__STATED GOAL__: Gather every line of the rows below that contains the string "JSON", and copy each such line in full.

__RECORDS TO PROCESS__:

__________

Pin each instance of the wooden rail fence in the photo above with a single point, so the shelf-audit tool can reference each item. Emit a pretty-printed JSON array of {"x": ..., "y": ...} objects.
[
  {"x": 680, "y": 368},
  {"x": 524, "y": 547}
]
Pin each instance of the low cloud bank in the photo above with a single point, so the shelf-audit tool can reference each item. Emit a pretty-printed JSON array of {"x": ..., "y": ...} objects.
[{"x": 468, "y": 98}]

__________

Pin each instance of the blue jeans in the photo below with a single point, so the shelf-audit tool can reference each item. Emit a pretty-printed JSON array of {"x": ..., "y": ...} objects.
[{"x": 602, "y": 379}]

__________

__ANSWER FOR THE TASK__:
Pin each instance of the wooden rail fence in the photo above with a single point, so the shelf-audit tool can reference each item. Emit a pretty-printed JSON array of {"x": ..., "y": ...} objects.
Pin each instance of the low cloud bank in the photo above with a single point, so the shelf-audit tool can reference each item. Emit a pretty-printed JSON array of {"x": ..., "y": ...} objects.
Pin each instance of the blue jeans in the photo below with a single point, so the shelf-audit tool can reference each item. Emit a pretty-printed JSON array of {"x": ..., "y": ...} objects.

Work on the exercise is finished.